### Extract
==========
In the heated debate over charter school funding in New York City, the only people losing more credibility than Mayor Bill DeBlasio and his union supporters are the local media. The mayor has made Eva Moskowitz and her network of Success charter schools his target, trying to make them “pay rent” for using public school buildings and blocking them from “co-locating” with public schools.
Of course, charter schools are public schools and the students who attend them have just as much right to taxpayer funds as any other school. And Success Academies have a significantly better academic record than the vast majority of public schools in New York.
But outlets like the New York Times and WNYC (the local public radio station) have now taken to casting aspersions about the supporters of charter schools, particularly those Wall Street folks who have decided to fund them. WNYC ran a story called: “Who Is Behind the Pro-Charter Schools Group Fighting de Blasio? Wealthy, powerful people and organizations backing non-profit behind ads and rally.” ).
==========
### Recorded data
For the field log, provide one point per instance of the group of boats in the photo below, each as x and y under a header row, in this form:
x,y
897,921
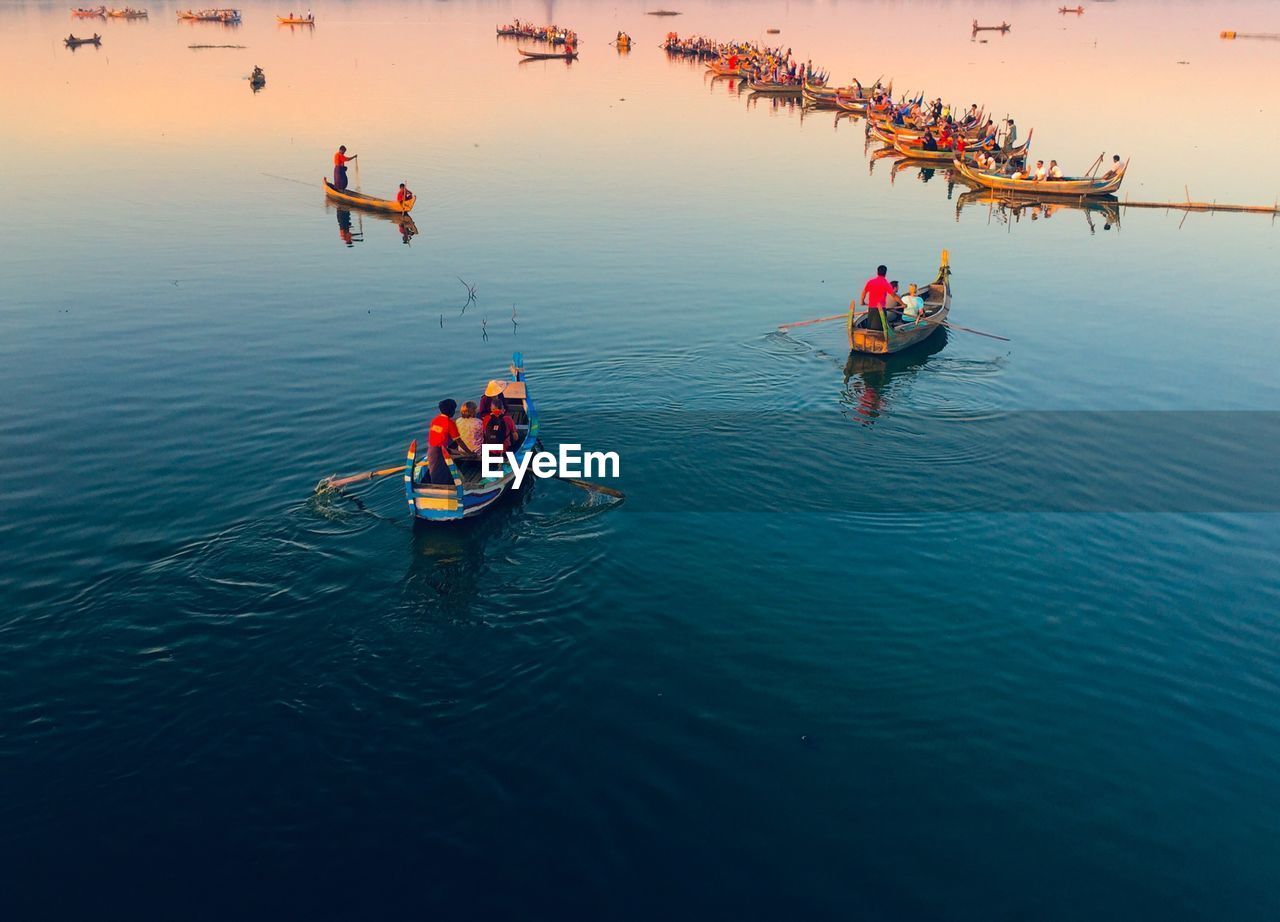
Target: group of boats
==========
### Requirement
Reproduce word for word the stretch of the charter school funding piece from "Of course, charter" through "in New York.".

### Answer to this problem
Of course, charter schools are public schools and the students who attend them have just as much right to taxpayer funds as any other school. And Success Academies have a significantly better academic record than the vast majority of public schools in New York.